▶ AIM OF THE TASK: Reproduce the records below exactly, but leave their pictures out of the copy.

Data extracted from a collection:
=== Begin Enclosure ===
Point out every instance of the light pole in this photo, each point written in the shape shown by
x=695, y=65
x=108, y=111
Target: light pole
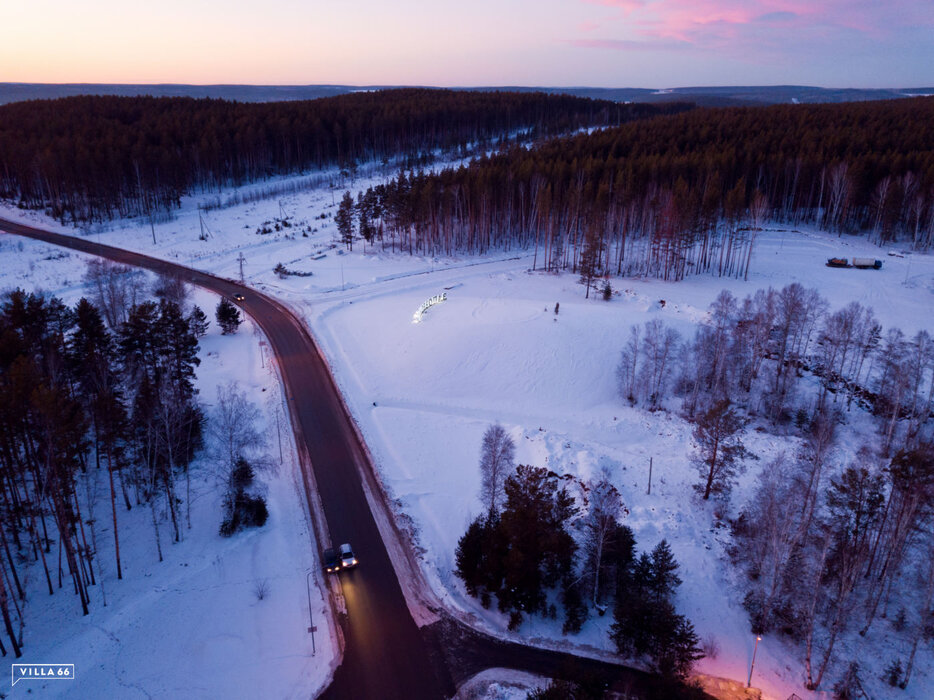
x=311, y=623
x=752, y=665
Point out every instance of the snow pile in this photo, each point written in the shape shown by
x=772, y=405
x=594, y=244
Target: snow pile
x=495, y=350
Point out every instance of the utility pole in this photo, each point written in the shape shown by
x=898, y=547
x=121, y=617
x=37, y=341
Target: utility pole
x=279, y=433
x=311, y=622
x=753, y=664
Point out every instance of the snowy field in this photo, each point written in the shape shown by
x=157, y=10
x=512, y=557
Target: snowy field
x=423, y=394
x=191, y=626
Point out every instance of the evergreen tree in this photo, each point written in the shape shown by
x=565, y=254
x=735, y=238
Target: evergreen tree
x=198, y=322
x=228, y=317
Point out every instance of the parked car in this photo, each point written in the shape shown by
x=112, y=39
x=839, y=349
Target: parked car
x=348, y=558
x=332, y=562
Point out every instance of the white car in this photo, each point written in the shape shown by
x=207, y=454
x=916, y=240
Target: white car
x=348, y=559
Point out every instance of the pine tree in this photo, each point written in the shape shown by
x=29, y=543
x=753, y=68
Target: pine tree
x=228, y=317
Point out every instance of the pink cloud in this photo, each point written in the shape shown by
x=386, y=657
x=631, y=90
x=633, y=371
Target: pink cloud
x=715, y=23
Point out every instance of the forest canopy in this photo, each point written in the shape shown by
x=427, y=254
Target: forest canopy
x=94, y=158
x=680, y=193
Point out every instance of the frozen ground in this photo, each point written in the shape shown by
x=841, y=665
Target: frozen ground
x=191, y=626
x=495, y=351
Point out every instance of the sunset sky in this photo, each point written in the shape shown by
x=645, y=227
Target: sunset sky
x=613, y=43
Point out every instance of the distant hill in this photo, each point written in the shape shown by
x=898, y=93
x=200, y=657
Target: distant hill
x=706, y=96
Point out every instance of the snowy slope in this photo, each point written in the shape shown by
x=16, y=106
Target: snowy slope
x=190, y=626
x=495, y=351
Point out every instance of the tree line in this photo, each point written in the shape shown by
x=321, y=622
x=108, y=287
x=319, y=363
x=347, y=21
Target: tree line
x=103, y=390
x=98, y=157
x=782, y=355
x=677, y=194
x=827, y=546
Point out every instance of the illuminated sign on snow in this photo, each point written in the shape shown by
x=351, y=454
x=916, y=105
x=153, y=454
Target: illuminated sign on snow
x=436, y=299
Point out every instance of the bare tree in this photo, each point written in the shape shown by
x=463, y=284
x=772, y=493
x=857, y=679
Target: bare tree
x=659, y=347
x=114, y=289
x=627, y=372
x=235, y=430
x=719, y=447
x=606, y=505
x=497, y=457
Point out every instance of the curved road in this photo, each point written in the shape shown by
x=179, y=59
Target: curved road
x=386, y=655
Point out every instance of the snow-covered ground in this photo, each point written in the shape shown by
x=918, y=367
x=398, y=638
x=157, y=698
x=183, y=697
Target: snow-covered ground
x=191, y=626
x=495, y=351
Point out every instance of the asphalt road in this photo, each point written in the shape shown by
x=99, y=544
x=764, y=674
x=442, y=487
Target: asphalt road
x=386, y=655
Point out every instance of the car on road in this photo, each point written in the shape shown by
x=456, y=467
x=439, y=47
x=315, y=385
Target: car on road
x=348, y=558
x=331, y=560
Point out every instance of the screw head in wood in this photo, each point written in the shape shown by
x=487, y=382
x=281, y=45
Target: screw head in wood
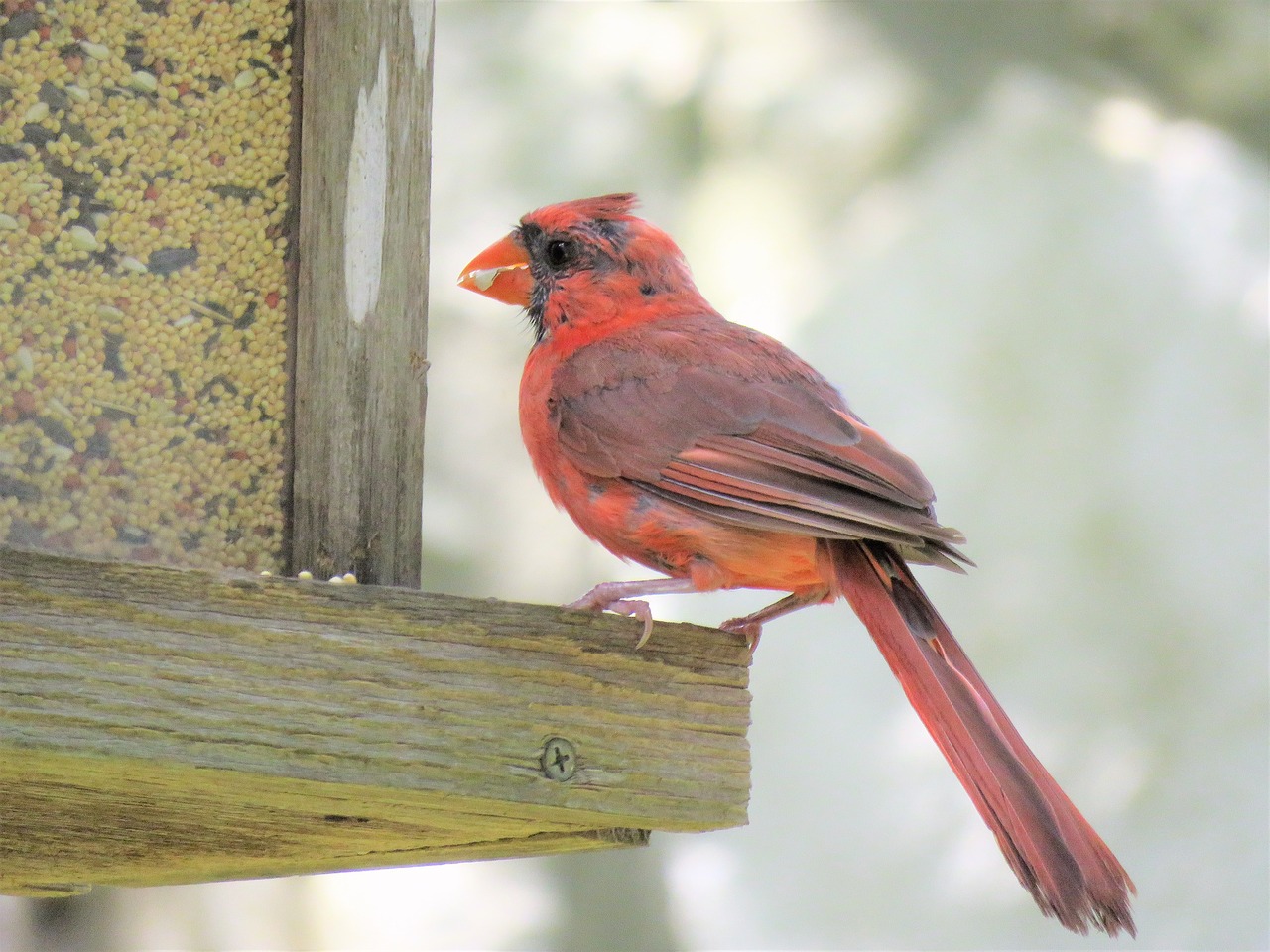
x=559, y=760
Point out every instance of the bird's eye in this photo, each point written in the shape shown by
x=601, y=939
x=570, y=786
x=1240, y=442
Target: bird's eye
x=559, y=253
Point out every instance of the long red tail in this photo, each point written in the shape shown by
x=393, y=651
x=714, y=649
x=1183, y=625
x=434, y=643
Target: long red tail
x=1053, y=851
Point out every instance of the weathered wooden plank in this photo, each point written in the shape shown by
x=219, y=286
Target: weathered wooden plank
x=168, y=726
x=361, y=327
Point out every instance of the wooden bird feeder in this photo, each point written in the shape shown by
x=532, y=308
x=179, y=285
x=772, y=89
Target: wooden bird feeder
x=183, y=407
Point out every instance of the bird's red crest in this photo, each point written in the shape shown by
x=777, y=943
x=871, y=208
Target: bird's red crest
x=599, y=208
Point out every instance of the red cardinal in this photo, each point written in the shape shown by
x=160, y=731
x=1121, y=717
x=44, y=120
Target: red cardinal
x=715, y=456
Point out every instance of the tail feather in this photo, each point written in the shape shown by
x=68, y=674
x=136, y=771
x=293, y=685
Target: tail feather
x=1053, y=851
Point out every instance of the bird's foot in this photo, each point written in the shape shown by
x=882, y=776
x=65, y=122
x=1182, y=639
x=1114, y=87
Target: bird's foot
x=603, y=599
x=622, y=597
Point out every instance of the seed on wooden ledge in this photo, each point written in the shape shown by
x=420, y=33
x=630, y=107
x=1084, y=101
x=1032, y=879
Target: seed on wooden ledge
x=81, y=238
x=98, y=51
x=166, y=261
x=144, y=81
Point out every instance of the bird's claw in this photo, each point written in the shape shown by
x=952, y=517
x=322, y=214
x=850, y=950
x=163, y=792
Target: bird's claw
x=597, y=601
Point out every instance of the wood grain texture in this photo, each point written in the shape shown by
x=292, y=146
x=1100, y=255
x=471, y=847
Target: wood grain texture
x=169, y=726
x=361, y=322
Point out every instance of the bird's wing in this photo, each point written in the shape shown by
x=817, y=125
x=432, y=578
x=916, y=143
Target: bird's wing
x=753, y=438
=== End Enclosure ===
▶ RESULT OF THE EXERCISE:
Point out every instance of the light pole in this photo, each point written in the shape shown by
x=695, y=65
x=108, y=111
Target: light pole
x=311, y=623
x=752, y=665
Point out every instance of the snow pile in this photo, each point written in the shape shown by
x=772, y=405
x=594, y=244
Target: snow pile
x=495, y=350
Point out every instance of the utility pole in this photo, each point written in the shape shown by
x=898, y=547
x=121, y=617
x=37, y=341
Target: utility pole
x=279, y=433
x=311, y=622
x=753, y=664
Point out every instance of the snowy field in this photo, each point written in the shape shown by
x=157, y=10
x=512, y=557
Target: snowy field
x=423, y=394
x=191, y=626
Point out every instance of the evergreen tree in this photo, each point written in the shape shown by
x=565, y=254
x=735, y=238
Target: evergreen tree
x=198, y=322
x=228, y=317
Point out every instance of the parked car in this photo, each point written in the shape shown by
x=112, y=39
x=839, y=349
Target: parked car
x=348, y=558
x=332, y=562
Point out every instance of the white car in this photo, each point written in the shape shown by
x=207, y=454
x=916, y=240
Target: white car
x=348, y=559
Point out every instance of the pine tree in this photo, each point written in the shape shown by
x=29, y=543
x=753, y=68
Target: pine tree
x=228, y=317
Point out every instance of the pink cloud in this photo, each point written in the shape shown by
x=386, y=657
x=631, y=90
x=633, y=371
Target: pink cloud
x=715, y=23
Point out every instance of the forest canopy in this photo, each point written in the shape shown by
x=427, y=254
Target: forest canopy
x=94, y=158
x=680, y=193
Point out every instance of the frozen ground in this photo, each point written in the shape shown by
x=841, y=665
Target: frozen ground
x=191, y=626
x=495, y=351
Point out every instance of the sunset sky in this photo, each point written in the shape shown by
x=645, y=227
Target: sunset sky
x=613, y=43
Point out every instance of the distant hill in this photo, each point written in the shape shown by
x=898, y=93
x=200, y=657
Target: distant hill
x=706, y=96
Point out every instance of the snowy slope in this photo, each point written in the shape shown by
x=16, y=106
Target: snowy slope
x=190, y=626
x=495, y=351
Point out every instance of the tree line in this photo, each point written in the shape shown by
x=321, y=622
x=108, y=287
x=319, y=363
x=347, y=21
Target: tree line
x=103, y=390
x=98, y=157
x=782, y=355
x=677, y=194
x=827, y=546
Point out every instance of the illuminated sign on snow in this photo, each point written in the shape shown by
x=351, y=454
x=916, y=105
x=153, y=454
Target: illuminated sign on snow
x=436, y=299
Point out every instance of the bare tree in this photo, each point written in the shape shown by
x=463, y=284
x=772, y=493
x=857, y=679
Target: bare tree
x=659, y=347
x=114, y=289
x=627, y=372
x=235, y=430
x=719, y=447
x=606, y=505
x=497, y=457
Point out every instance of the curved road in this photo, each point written in the shape shown by
x=179, y=59
Target: curved road
x=386, y=655
Point out every instance of the snow-covered ground in this photo, each point written in the shape shown by
x=918, y=367
x=398, y=638
x=157, y=698
x=183, y=697
Target: snow-covered ground
x=191, y=626
x=495, y=351
Point out every instance of the asphalt road in this photo, each point written in the shape shown by
x=99, y=544
x=764, y=674
x=442, y=487
Target: asphalt road
x=386, y=655
Point out every instance of the car on road in this photo, each point written in the shape shown by
x=456, y=467
x=439, y=47
x=315, y=385
Target: car on road
x=348, y=558
x=331, y=560
Point out every instance of the screw head in wood in this photo, each point written in the shape shown by
x=487, y=382
x=281, y=45
Target: screw head in wood
x=559, y=760
Point out every instance of the bird's eye in this photo, each point written in the shape shown by
x=601, y=939
x=570, y=786
x=1240, y=442
Target: bird's eye
x=559, y=253
Point out every instance of the long red tail in this photo, each point written in the shape shown by
x=393, y=651
x=714, y=649
x=1183, y=625
x=434, y=643
Target: long red tail
x=1053, y=851
Point out every instance of the weathered wooden plank in this photo, each point written in the shape shown by
x=219, y=286
Target: weathered wooden plank
x=168, y=726
x=361, y=327
Point out every instance of the wooden bird feeder in this photo, each point written in the shape shown by
x=532, y=308
x=179, y=285
x=772, y=89
Target: wooden bird feeder
x=183, y=407
Point out every instance of the bird's red crest in this photo, each point written in the shape shown by
x=777, y=943
x=871, y=208
Target: bird's red crest
x=599, y=208
Point out every instance of the red cardinal in this photo, each point written in the shape shown by
x=160, y=731
x=1121, y=717
x=44, y=120
Target: red cardinal
x=715, y=456
Point out every instance of the tail feather in this photo, each point written in the shape shown by
x=68, y=674
x=136, y=771
x=293, y=685
Target: tail feather
x=1053, y=851
Point out every instance of the bird's foot in this photo, each point written in the shape shown by
x=882, y=776
x=65, y=122
x=1182, y=639
x=1114, y=87
Target: bird's foot
x=603, y=599
x=622, y=597
Point out every instance of the seed on wooden ledge in this photo, each point written in the shape shown by
x=420, y=33
x=630, y=107
x=1084, y=101
x=1032, y=879
Target: seed on wooden ledge
x=81, y=238
x=98, y=51
x=166, y=261
x=144, y=81
Point out every instance of the bird's claw in this photo, each point written in the shape shown by
x=952, y=517
x=322, y=214
x=850, y=950
x=163, y=792
Target: bird's claw
x=597, y=601
Point out every instance of the wood grain texture in this photo, each point written in the shape shown by
x=292, y=146
x=1100, y=255
x=471, y=847
Target: wood grain texture
x=169, y=726
x=361, y=322
Point out every instance of the bird's wing in this photo, each point written in the shape shown by
x=817, y=125
x=432, y=578
x=916, y=143
Target: bird's wing
x=753, y=438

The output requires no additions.